• **THE REQUEST**
Repeat the data that follows, word for word, without the images.

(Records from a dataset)

————

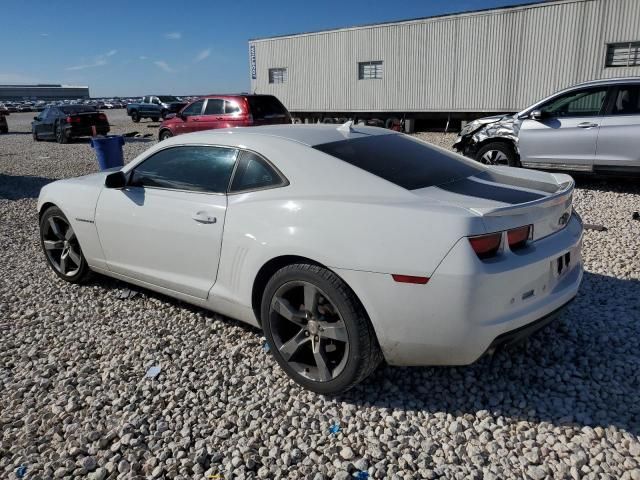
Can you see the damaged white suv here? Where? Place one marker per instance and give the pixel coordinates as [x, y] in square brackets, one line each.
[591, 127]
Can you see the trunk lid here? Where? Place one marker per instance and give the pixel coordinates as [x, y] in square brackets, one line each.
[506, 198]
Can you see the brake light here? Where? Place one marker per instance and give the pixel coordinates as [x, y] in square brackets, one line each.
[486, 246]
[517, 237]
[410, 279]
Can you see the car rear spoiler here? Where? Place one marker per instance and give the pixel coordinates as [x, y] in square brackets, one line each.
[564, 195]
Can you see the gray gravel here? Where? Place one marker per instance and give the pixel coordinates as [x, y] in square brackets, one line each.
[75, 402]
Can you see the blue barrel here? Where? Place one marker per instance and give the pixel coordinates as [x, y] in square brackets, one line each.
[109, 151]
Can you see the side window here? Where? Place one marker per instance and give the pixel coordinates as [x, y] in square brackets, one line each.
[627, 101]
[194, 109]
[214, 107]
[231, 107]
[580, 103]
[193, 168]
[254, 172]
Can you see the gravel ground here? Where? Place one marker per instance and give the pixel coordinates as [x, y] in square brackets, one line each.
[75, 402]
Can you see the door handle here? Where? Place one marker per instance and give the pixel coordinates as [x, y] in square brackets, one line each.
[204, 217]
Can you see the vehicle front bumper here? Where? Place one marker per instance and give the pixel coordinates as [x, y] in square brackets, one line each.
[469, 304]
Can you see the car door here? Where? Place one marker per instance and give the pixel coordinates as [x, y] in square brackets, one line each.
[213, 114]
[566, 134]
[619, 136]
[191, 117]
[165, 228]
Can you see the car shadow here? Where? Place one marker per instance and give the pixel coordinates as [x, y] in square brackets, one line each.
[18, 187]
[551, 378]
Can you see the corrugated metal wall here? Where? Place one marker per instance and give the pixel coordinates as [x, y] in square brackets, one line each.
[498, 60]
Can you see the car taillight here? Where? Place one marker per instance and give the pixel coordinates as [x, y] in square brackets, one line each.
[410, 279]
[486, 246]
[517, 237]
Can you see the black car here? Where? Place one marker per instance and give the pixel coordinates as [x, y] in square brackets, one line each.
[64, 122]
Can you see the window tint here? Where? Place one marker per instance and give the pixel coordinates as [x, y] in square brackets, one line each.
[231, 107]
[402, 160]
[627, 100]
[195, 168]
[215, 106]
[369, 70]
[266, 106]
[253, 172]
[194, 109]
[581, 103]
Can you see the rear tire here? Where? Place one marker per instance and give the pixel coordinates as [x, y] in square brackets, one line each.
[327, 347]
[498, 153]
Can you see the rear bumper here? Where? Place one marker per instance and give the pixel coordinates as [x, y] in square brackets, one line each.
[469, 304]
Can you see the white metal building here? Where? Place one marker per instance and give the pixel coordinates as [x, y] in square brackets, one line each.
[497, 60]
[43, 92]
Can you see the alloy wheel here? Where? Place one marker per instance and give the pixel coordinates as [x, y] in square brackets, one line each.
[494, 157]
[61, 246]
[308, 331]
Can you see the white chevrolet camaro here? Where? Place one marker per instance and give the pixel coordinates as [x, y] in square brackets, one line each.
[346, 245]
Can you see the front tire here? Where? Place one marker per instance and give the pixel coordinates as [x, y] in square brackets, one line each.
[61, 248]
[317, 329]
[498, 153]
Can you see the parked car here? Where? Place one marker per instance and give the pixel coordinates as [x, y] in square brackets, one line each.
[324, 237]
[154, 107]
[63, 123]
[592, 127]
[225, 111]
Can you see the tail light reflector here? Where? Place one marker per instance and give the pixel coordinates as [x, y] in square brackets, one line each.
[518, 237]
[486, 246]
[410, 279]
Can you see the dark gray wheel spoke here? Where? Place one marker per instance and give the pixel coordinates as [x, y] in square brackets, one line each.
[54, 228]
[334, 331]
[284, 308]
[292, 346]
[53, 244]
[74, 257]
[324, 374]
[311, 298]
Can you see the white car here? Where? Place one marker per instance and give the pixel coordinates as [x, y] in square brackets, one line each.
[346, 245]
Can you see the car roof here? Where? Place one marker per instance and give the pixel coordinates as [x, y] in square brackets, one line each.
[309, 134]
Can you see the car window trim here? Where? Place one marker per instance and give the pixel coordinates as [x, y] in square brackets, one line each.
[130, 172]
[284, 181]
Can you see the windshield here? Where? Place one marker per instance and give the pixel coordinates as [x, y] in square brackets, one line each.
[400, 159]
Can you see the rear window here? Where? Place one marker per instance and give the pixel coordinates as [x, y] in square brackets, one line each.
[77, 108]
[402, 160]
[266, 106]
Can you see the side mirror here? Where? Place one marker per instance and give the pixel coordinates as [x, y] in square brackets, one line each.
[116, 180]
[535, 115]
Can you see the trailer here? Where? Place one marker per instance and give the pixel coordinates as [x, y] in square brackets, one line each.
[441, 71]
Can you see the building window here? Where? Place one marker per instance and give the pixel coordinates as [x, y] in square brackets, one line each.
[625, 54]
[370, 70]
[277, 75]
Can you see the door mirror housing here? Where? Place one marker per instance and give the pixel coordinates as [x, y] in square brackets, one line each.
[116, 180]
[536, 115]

————

• **WORKED ANSWER**
Can you see the damaged white suv here? Where? Place one marker per instance and give the pixel coordinates as [x, y] in square brackets, one line each.
[591, 127]
Can you see the trunk lid here? Where? Place one marker per instance and give the pixel coordinates as [x, y] in square brackets, one line each.
[506, 198]
Can you see the brake light here? Where? Place one marker per instance and give the pixel coordinates as [x, y] in square brackets, one line each.
[486, 246]
[517, 237]
[410, 279]
Can you see the car rear spoiler here? Where? Place one marker per instance and give the pixel coordinates as [x, y] in square brackets, one line each.
[564, 195]
Can you see the gray gravel here? Where? Place one marker per instance and give the pixel coordinates as [x, y] in square brackets, one line each.
[75, 402]
Can you see the blue barrel here? Where? Place one marker per instance and give the pixel coordinates as [x, y] in square brackets, one line each.
[109, 151]
Can you see the side window here? Where? Place one marker per instance and give the pixel coordinates as [x, y] in square brackets, one line each.
[627, 101]
[194, 109]
[214, 107]
[231, 107]
[580, 103]
[193, 168]
[254, 172]
Can you see the gravel ground here? Where? Place one marker per instance and give the pixel coordinates as [x, y] in square brackets, one line each.
[75, 402]
Can you see the door handle here? Where? Place one marker per instance and give the pixel coordinates as [x, y] in square brackets, one line each.
[204, 217]
Can you see the vehicle front bumper here? Where? Place one marker per instance and give the pixel coordinates as [x, y] in square brackets, one line each.
[469, 304]
Can you see the car door here? Where? Place one marker per instance and give the pixel coordinates as [x, y] in square brackets, one line each.
[213, 114]
[566, 134]
[619, 136]
[191, 117]
[165, 228]
Can you see the car shadow here? Where? Place one marker per instance and give the pixel coordinates as [x, y] in square brackets, one line each.
[18, 187]
[551, 378]
Can you see the corrugated metal wall here? Where? Place one marker per instance and give the pixel coordinates as [x, y] in square brackets, one line each.
[498, 60]
Can you see the car taillight here? Where? Place one marker per instance and give the pixel coordinates as [x, y] in square brackets, one line each.
[410, 279]
[486, 246]
[517, 237]
Can you see the black car here? Where? Place one marker per instance and give the pixel coordinates as [x, y] in square brackets, one line each.
[64, 122]
Can you see the window tint here? Where? Place one marker per instance and give the pixel coordinates as [x, y] in square brackets, one line each.
[231, 107]
[402, 160]
[627, 100]
[195, 168]
[215, 106]
[369, 70]
[266, 106]
[253, 172]
[194, 109]
[581, 103]
Can you see the rear tire here? Where? Place one marker per instance and give the pixel coordinates as [x, y] in square brackets, one line each.
[327, 347]
[498, 153]
Can you see the rear bumper here? Where? Place one marker per instance and give the pixel coordinates as [x, y] in square brackets, one line each.
[469, 304]
Can you see the white metal building here? Where? Place one marker per instance and give the pixel coordinates as [x, y] in square brackets, one line each.
[497, 60]
[43, 92]
Can you see the alloy wheel here? Where? Place one marker per instance and give the pixel coordinates as [x, y] in square brackets, one line each.
[494, 157]
[61, 246]
[308, 331]
Can you see the white chevrolet camaro here? Where? Place one marker per instance and give the pixel coordinates as [x, y] in square brackets, one line each.
[346, 245]
Can you see the front tire here? Where? Place one marker per instance and give the pixel coordinates as [x, y] in square brackets, one line each.
[61, 248]
[317, 329]
[498, 153]
Can you see the parked car here? Where? Place one marker per instance and give the pixel coordinates as [x, y] in square brackets, one line each.
[324, 237]
[154, 107]
[63, 123]
[592, 127]
[225, 111]
Can you see the tail light reflector here? Where? Place one marker per instance and give the pixel coordinates as [x, y] in square brackets, one line each.
[518, 237]
[486, 246]
[410, 279]
Can you see the dark gray wheel spoke here? Where? Place one marker per instance and give the pixel coordinates as [x, y] in square brackets, one line each.
[54, 228]
[334, 331]
[284, 308]
[292, 346]
[53, 244]
[74, 257]
[324, 374]
[311, 298]
Can you see the white car here? Where? Place one marker per instance and give the pixel coordinates as [x, y] in square brackets, one line each.
[346, 245]
Can you see the car roof here? Where? Place one marker per instance and give the pixel coordinates as [x, y] in square brackets, one line each.
[309, 134]
Can you see the car window trim here? Where? Place one marker per instance and give the pixel coordinates as [x, y] in square brackets, one line each.
[130, 172]
[284, 181]
Can you see the windshield here? Where? Place one marker per instance and give the pixel coordinates as [x, y] in square brackets, one line each.
[400, 159]
Can you see the rear window here? Where? Place one marker per instance and give the pixel coordinates as [x, y] in square brackets, one line each.
[77, 108]
[402, 160]
[266, 106]
Can you see the side mirror here? Where? Place one marker per instance and give the pixel coordinates as [x, y] in square brackets, one line each.
[116, 180]
[535, 115]
Can you see the trailer here? Where? Place one marker per instance and give the pixel coordinates as [x, y] in square brackets, one line each.
[441, 71]
Can you see the building window here? Where? Place one marker per instance and give the pixel coordinates as [x, y] in square brackets, one line each.
[625, 54]
[370, 70]
[277, 75]
Can you see the door mirror housing here? Where? Place one marker per instance and give the pixel coordinates as [x, y] in square brackets, one line each.
[116, 180]
[536, 115]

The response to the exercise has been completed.